# Rows from a dataset:
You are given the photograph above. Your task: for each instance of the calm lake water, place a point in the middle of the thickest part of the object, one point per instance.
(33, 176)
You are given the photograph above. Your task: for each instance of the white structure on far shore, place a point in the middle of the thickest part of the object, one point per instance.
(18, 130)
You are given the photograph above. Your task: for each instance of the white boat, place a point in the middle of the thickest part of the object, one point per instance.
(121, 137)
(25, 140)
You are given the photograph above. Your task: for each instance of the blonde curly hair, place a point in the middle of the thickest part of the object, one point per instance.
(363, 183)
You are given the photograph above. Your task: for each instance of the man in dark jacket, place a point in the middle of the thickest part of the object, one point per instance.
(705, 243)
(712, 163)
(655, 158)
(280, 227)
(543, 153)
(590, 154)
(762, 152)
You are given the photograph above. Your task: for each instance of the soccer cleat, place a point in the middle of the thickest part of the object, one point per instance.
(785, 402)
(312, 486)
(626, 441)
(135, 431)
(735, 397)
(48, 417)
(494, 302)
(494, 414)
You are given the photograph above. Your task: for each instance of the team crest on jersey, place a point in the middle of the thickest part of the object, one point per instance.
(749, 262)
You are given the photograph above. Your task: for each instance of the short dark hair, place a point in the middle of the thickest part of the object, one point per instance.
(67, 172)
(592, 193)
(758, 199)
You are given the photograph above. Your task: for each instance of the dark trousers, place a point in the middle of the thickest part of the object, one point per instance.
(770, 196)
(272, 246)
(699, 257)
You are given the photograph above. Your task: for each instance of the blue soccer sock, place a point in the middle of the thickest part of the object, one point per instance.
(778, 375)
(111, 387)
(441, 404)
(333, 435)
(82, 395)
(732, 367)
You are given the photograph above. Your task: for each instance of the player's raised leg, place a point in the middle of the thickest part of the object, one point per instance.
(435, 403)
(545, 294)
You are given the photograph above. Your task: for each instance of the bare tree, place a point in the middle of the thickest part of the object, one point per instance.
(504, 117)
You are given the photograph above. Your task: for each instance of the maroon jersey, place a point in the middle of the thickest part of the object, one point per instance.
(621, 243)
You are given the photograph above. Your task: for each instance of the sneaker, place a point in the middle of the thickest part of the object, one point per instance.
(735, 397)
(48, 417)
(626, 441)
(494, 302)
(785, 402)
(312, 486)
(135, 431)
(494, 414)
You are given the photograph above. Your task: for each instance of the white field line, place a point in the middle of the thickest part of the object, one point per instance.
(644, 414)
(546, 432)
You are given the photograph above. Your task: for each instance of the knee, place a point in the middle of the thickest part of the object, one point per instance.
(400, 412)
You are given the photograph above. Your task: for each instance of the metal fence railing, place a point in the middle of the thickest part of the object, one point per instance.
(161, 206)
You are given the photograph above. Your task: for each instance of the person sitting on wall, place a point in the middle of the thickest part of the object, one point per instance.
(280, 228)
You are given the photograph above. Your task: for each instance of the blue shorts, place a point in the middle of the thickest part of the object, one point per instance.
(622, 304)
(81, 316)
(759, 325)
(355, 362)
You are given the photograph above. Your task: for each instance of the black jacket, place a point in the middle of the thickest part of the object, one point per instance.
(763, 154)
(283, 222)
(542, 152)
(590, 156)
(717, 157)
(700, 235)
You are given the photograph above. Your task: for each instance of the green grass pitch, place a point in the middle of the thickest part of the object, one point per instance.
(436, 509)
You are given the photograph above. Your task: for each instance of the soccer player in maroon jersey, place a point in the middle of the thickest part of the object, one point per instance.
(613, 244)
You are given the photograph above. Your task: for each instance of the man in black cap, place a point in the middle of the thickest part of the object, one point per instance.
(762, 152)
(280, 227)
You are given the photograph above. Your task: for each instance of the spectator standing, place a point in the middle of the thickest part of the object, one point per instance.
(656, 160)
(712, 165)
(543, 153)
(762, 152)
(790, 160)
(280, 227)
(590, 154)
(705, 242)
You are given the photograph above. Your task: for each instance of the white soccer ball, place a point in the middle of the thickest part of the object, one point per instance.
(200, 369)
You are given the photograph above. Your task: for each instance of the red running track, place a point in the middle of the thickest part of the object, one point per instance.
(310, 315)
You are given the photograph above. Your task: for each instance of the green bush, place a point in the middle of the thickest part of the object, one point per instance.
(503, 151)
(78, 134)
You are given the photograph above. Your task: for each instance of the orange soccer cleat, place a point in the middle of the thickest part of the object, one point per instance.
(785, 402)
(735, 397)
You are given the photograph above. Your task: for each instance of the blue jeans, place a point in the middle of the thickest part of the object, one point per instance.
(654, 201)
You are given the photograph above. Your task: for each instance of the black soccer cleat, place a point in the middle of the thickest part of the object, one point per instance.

# Given problem:
Reproduce the data in its entirety, matching each character.

# The output:
You are given the photograph above. Your task: for each instance of the calm lake water, place a point in the middle of the thickest part of the object, one point per instance.
(33, 176)
You are given the photograph above. Your task: for each instance of the white structure on far shore, place a point in the middle of the thickest part of the object, one point per instance.
(18, 130)
You are given the photograph above. Your task: for each instance of the white boat, place a point in the middle of the thickest part of the object, one point per instance.
(121, 137)
(25, 140)
You are given the photograph above. Your task: for each instance of the blonde curly hair, place a point in the middle of the thickest part of the object, one point per instance.
(363, 183)
You are given the photograph above. Your task: for each instance of the man in dark jacket, place a point in the middle of the thickest part of the object, one point per instance.
(705, 243)
(712, 163)
(655, 158)
(280, 227)
(543, 153)
(590, 154)
(762, 152)
You are given the photograph above. Your task: for each instance of the soccer cleat, place a point in the middle of the thickest part of the object, one point per instance.
(785, 402)
(312, 486)
(626, 441)
(135, 431)
(735, 397)
(48, 417)
(494, 302)
(494, 414)
You are given the photograph above. Your task: for each instance of the team crest on jersey, place a point in the middle of the thickest part of the object, one point per instance.
(749, 262)
You are given the photograph above. Your task: for each instance of the short dark hair, place a point in the middle of the thickest part of the object, one point per instance.
(67, 172)
(592, 193)
(758, 199)
You are given the photograph above. Your task: for each instance of the dark trousers, place a point in the middle of the thickest part of the object, one point per instance.
(770, 196)
(272, 246)
(699, 257)
You are given the photograph above. Your task: for each instance of the blue soccer sock, place a point in the middle of the thickest part of the object, one point per instance.
(778, 375)
(111, 387)
(441, 404)
(333, 435)
(82, 395)
(732, 367)
You are given the photograph above. Your task: for each instance of the player's raised leg, place a point in the middle of the thickest part of the object, one point per instance.
(435, 403)
(545, 294)
You are given the photograph above. Your task: for each instance of the bare tree, place a point in the middle of the thickest part of the object, one point per instance.
(504, 117)
You are given the photograph above. Your task: for each instance of the maroon jersey, place a point in the middle of the thickest part of the object, one point per instance.
(621, 243)
You are given the photograph above. Your task: for each instance of the sneaker, place a point in the middle of the thickest part of the object, one point per instance.
(735, 397)
(48, 417)
(626, 441)
(494, 302)
(785, 402)
(312, 486)
(135, 431)
(494, 414)
You are given the photograph above. Your task: for each instance of the white field line, place a point in the middle of the thickest part of the object, one point per instance.
(644, 414)
(546, 432)
You are given the photograph above. Your task: for each instance of the knee, place a point in the middle of the thickest part of the object, one point per instance.
(400, 412)
You are given the photograph above. Your task: for each instance of the metal fence railing, place a point in the middle of the thickest part of the object, one point per instance.
(161, 206)
You are given the photograph above. Your task: for each instance of the person sitting on wall, place a point in the middle of the thickest part of the object, one point per instance.
(280, 228)
You are given the photograph above. Your task: for each instance of the blue shorts, place a point in the middle of the thickest part of the object, one point per instance.
(622, 304)
(81, 316)
(759, 325)
(355, 362)
You are given the photograph above. Your task: for each instance of the black jacket, place a point in the middle of the thickest part of the object, one point per instance.
(763, 154)
(283, 222)
(542, 152)
(590, 156)
(717, 157)
(700, 235)
You are given the photograph above. Your task: for each instance of the green grass pitch, place a point in the middle of the thickest part of the object, one point per instance.
(436, 509)
You are given the photograph above. Your task: for each instance of the soccer player in maroon jersey, place a point in the middle of the thickest part of the object, one point per instance.
(613, 244)
You are given the photograph above. Your task: for each instance of the man in black cap, place a point in the middle of the thickest part of the object, one point per instance.
(762, 152)
(280, 227)
You are given the photograph above. Your task: for each instance of the spectator standing, place a point in the middle of the thickest part of the object, one point per instance.
(656, 160)
(712, 165)
(543, 153)
(762, 152)
(790, 160)
(280, 227)
(590, 154)
(705, 242)
You are given the photograph above. Your task: for each instance of the white soccer ball, place a point in the middle of the thickest part of the object, one point per instance.
(200, 369)
You are given the photograph above. Your task: for each instance of the red running track, place a point in the middle of the thickest part of the object, one point per instance.
(310, 315)
You are given the photograph above. Your task: for each instance of the green bush, place a point in the middle of the thickest part of the object, one point per instance.
(503, 151)
(78, 134)
You are given the photograph above. Your task: for each instance of the orange soccer cleat, place a point in the middle of the thickest part of the object, one point per instance.
(785, 402)
(735, 397)
You are given the photograph above. Your task: for each instance of the blue jeans, place a point in the middle of the thickest part of the object, one point per instance.
(654, 201)
You are given the photograph above. Your task: for each instance of the black soccer cleat, place a point in the middle of the thickest part of the object, one point per instance.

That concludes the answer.